* **Text block**
===
John Mearsheimer's National Interest piece titled, "Imperial by Design," has been getting a bit of attention, although less than I assumed it would judging from the attractiveness of its thesis in war-weary times. Although I agree in principle with the prescription, I found the diagnosis poorly argued. Mearsheimer declares that the U.S. has pursued a grand strategy of global dominance since the end of the Cold War, culminating in the Bush administration's decision to remake the Middle East in its own image. He argues instead for a strategy of offshore balancing intended to economize American power and resources without abandoning the world through an isolationist retreat.
As I said, I agree with the conclusion. The biggest problem Mearsheimer faces is making the facts fit his historical analysis. He claims that the Clinton administration was "bent on ruling the world," only to admit in the very same sentence that it "employed military force reluctantly and prudently." Put another way, the Clinton administration continued the immediate post-Cold War policy of restraint wisely formulated by the George H.W. Bush administration. And it did so while struggling, with limited success, to resolve the thorny problem of how to use U.S. military force to promote, rather than undermine, an as-yet fluid and undefined global order. That global order was certainly characterized by unilateral American dominance, but that was due to the outcome of history, rather than design. Indeed, the Clinton administration, as Mearsheimer acknowledges, managed to resist the hubris, widespread at the time, that the U.S. might somehow manage to freeze history in place by unleashing, rather than husbanding, its unprecedented relative power.
===
List every U.S. presidential administration named in the commentary on Mearsheimer's essay, using the text's own wording for each. The rows after this point have no connection to the commentary on Mearsheimer's essay.
===
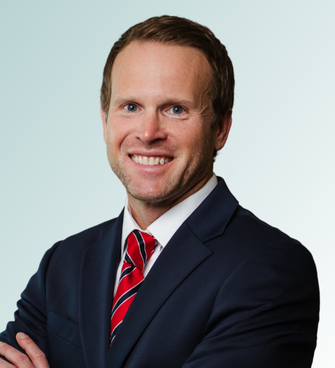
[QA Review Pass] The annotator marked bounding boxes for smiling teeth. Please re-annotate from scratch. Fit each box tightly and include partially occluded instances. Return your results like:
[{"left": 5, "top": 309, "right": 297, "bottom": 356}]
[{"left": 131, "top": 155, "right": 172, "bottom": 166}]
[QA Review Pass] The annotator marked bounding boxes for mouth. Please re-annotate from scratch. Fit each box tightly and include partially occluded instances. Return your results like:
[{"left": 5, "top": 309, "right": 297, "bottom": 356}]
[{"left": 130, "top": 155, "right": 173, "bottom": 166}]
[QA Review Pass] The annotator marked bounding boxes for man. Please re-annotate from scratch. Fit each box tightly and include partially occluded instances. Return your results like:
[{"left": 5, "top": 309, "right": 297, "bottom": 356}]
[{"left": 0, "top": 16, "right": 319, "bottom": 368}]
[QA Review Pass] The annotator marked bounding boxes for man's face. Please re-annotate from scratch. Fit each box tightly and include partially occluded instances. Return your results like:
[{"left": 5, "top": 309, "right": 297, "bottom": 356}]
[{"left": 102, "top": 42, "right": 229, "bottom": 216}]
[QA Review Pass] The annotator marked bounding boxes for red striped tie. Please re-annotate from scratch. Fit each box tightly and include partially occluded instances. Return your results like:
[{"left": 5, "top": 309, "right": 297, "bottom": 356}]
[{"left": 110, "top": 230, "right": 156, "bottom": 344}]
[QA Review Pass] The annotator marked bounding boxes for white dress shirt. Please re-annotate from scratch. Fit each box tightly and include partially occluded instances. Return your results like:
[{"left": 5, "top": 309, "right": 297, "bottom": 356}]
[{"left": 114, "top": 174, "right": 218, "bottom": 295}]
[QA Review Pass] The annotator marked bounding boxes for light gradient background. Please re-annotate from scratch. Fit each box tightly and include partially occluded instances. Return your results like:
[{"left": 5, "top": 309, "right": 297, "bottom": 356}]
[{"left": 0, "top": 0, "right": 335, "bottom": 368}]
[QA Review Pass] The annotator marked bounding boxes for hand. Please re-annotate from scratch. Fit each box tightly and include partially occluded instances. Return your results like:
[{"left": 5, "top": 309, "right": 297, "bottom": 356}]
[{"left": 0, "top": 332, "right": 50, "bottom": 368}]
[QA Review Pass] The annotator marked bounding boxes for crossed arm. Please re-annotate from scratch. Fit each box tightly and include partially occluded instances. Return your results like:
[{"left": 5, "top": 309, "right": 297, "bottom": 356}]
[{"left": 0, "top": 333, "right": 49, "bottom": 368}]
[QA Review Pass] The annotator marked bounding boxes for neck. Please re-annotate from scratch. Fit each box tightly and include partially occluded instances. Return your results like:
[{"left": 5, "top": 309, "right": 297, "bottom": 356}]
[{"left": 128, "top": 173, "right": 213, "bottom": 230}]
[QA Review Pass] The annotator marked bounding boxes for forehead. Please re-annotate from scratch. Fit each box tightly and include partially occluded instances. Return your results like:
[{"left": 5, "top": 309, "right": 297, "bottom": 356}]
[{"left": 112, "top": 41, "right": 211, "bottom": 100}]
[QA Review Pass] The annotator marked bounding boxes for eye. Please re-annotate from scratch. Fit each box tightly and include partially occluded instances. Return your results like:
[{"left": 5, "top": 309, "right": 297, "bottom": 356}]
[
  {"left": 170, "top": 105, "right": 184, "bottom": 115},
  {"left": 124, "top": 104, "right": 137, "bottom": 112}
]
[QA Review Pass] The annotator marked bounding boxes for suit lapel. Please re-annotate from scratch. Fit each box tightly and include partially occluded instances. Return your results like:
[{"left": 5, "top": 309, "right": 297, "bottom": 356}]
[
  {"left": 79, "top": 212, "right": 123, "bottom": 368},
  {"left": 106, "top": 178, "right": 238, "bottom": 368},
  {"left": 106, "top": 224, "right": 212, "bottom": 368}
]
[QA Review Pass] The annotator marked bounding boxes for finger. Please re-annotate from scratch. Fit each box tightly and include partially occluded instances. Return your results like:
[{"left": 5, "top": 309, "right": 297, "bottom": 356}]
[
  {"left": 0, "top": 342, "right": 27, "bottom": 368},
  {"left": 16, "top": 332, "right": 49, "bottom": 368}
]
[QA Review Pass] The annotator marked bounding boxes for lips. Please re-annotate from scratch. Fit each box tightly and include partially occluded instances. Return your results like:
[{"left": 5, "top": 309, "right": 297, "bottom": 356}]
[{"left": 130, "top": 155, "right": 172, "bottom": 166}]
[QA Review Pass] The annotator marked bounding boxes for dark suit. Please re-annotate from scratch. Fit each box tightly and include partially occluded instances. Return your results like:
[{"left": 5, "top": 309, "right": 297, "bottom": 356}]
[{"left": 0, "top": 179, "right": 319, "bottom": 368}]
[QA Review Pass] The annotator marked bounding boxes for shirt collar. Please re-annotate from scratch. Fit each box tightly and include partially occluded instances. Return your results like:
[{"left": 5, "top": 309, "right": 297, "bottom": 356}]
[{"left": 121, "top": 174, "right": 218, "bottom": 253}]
===
* **Answer for this exercise**
- the Bush administration
- the Clinton administration
- the George H.W. Bush administration